Work required – The required output is all lines below that contain the word "large".

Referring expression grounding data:
>>

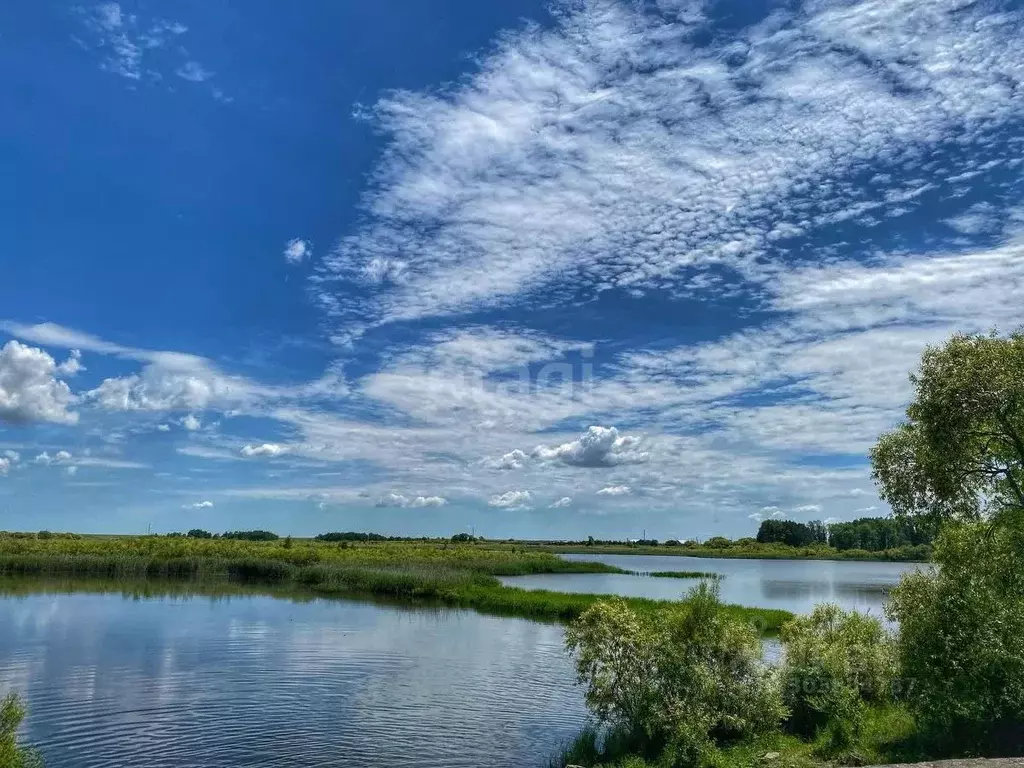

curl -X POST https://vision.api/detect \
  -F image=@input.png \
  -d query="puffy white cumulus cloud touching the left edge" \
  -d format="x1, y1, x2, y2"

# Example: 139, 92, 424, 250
0, 341, 78, 424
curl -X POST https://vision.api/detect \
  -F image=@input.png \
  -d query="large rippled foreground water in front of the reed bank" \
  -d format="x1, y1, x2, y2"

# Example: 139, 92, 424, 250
0, 594, 586, 768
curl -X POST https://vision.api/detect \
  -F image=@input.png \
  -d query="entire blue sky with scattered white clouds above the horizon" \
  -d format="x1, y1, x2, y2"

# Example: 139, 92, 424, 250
0, 0, 1024, 539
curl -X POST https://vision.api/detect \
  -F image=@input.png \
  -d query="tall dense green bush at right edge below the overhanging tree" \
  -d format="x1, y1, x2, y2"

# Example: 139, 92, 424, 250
888, 521, 1024, 754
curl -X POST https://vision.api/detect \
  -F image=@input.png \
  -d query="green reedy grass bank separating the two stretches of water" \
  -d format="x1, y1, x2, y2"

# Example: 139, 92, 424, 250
0, 535, 792, 634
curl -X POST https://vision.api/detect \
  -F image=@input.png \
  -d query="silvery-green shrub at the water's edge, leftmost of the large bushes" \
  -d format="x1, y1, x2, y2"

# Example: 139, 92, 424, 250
566, 584, 784, 766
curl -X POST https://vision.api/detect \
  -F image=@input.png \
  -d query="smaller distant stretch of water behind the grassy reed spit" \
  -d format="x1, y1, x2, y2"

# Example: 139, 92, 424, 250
502, 555, 923, 617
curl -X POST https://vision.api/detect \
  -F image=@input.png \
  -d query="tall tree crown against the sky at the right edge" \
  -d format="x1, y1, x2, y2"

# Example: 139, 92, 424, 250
871, 331, 1024, 527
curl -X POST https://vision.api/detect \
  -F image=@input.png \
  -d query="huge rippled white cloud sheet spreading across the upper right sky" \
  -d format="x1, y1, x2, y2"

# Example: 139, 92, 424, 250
318, 0, 1024, 322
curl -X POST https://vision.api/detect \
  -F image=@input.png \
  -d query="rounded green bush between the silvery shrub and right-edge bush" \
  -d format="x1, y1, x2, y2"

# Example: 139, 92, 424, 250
781, 604, 894, 749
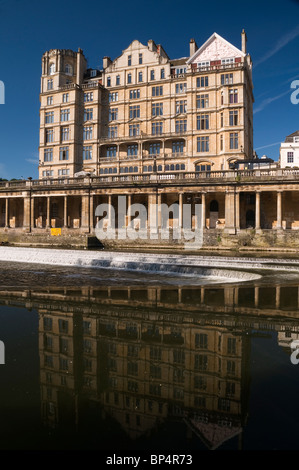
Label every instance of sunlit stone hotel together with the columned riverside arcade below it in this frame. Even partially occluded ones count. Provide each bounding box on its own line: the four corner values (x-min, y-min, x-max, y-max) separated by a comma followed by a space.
0, 31, 299, 246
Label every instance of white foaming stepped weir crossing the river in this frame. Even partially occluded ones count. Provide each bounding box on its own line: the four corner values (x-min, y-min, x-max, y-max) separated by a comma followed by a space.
0, 247, 299, 282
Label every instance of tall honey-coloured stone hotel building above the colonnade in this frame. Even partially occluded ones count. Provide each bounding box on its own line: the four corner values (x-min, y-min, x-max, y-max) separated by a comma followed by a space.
39, 31, 253, 178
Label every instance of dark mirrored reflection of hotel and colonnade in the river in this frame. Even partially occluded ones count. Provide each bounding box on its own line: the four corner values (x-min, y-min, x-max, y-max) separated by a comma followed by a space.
1, 280, 299, 449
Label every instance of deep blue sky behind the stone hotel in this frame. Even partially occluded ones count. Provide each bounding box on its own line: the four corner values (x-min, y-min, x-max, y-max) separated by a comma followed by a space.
0, 0, 299, 179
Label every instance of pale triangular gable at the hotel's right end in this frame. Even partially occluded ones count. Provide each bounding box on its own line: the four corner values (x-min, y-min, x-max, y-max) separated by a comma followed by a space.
187, 33, 246, 64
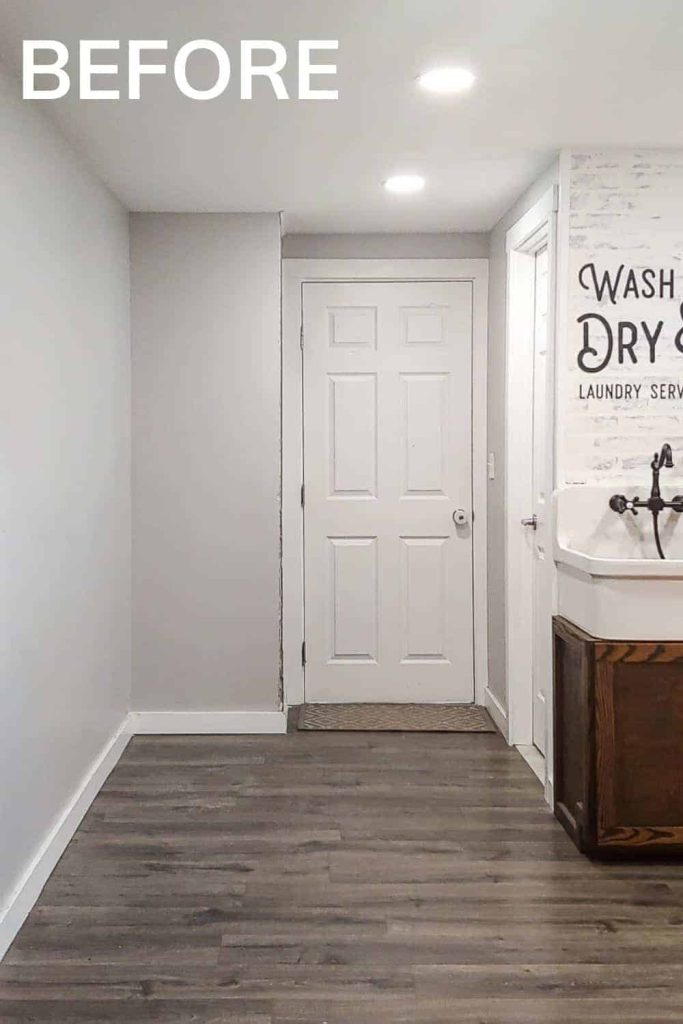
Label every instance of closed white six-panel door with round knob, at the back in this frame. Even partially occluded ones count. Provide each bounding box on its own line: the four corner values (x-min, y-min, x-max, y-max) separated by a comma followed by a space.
302, 282, 474, 702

<<

Answer space –
  -d query="large rippled foreground water in front of the reed bank" \
  -d query="silvery-green shrub at the water's edge, leftmost of the large bushes" \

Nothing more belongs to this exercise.